Task 1 ▸
Answer these about the piece on The Goldbergs below, using only what it states:
(a) In what year did the original Goldbergs move to television?
(b) Who plays the wisecracking grandfather in the new show?
(c) In what decade is the new sitcom set?
=== Text passage ===
Listen to episodes from the original radio show here:

In 1949, The Goldbergs made the leap to the new medium of television and in 1956 passed off the air into legend, and eventually, obscurity (and YouTube).

This fall on ABC, the great-grandchildren of the original viewers will see a whole new set of Goldbergs on their TV screens in The Goldbergs; and no, it’s not a remake. This Goldbergs is the creation of Adam F. Goldberg. A heartwarming sitcom based directly on Goldberg’s own family and set in the 1980s, it’s like a Reagan-era Wonder Years, and from what I can glean from the 4-and-a-half-minute preview released by the network this week, it seems to employ many of the same tropes: the blustering dad who has difficulty expressing tenderness (played here by the wonderful Jeff Garlin aka Jeff Greene from Curb Your Enthusiasm); the overprotective, slightly fretful mother (Wendi McLendon-Covey, so hilarious in Bridesmaids and Reno 911!); the trendy sister, the obnoxious older brother. The conceit of the show is that we are watching home movies shot by the younger iteration of an adult-as-voiced-narrator, the precocious baby of the family rarely seen without an enormous and cumbersome vintage Camcorder in hand. (The wisecracking grandfather, the only main character without a Wonder Years corollary, is played by George Segal, who I have to say I’m very happy to see. TV hasn’t been the same since Just Shoot Me went off the air.)

It’s all pretty standard, if funny, stuff (and as I mentioned, I’ve only seen the sneak peek; this could turn into an absurdist Buñuelian satire of the mores of the bourgeoisie, for all I know), and its matter-of-factness is for me sort of poignant, for lack of a better word. I’m younger than Adam Goldberg, but I also grew up watching television (a lot of television) in the 1980s, and I’m pretty sure that back then, this new show would not have made it to the air. The original Goldbergs, like The Cosby Show did during my childhood, might have shown America that a group that white, Middle-American Christians had traditionally Othered might not be so scary after all, but this “normalization” seems to have been inevitably followed by a long drought (re: Cosby, when was the last time you saw a major network, buzzed-about sitcom about a family of color?).
=== Data to process ===
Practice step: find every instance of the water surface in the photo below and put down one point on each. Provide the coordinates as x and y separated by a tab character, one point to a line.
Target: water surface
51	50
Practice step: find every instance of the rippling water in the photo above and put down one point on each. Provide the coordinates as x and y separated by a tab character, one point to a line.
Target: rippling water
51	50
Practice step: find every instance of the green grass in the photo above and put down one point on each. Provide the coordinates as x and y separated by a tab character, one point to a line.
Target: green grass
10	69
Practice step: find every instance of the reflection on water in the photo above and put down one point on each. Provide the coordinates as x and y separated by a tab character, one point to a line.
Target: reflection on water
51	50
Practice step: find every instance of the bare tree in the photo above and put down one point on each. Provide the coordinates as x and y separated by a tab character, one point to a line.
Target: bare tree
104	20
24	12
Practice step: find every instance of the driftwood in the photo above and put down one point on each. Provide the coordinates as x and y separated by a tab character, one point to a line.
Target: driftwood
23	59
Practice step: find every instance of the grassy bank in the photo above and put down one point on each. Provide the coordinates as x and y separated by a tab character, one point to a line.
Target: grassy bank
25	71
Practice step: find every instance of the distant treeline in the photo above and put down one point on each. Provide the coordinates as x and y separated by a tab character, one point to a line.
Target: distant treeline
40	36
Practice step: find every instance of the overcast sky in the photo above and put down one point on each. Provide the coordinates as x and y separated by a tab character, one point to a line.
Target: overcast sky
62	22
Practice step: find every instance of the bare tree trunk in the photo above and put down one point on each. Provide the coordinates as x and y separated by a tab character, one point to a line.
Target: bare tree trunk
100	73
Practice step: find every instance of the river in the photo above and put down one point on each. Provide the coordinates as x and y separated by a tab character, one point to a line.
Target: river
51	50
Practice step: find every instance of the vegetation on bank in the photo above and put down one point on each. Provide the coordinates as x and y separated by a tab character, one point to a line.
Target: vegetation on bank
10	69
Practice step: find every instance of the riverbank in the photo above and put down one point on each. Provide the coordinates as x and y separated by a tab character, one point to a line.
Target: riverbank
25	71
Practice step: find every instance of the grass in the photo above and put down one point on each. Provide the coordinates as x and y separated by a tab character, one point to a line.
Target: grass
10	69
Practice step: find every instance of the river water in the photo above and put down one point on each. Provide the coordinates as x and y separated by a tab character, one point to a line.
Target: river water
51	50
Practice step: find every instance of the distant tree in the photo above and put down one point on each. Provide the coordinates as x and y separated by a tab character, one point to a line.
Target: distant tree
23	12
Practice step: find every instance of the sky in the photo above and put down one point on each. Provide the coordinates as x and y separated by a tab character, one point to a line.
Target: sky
===
Task 2 ▸ State how many lines of the listing above contain the string "surface", with case counting. Reply with the number alone.

Exercise result 1 ▸
(a) 1949
(b) George Segal
(c) The 1980s

Exercise result 2 ▸ 2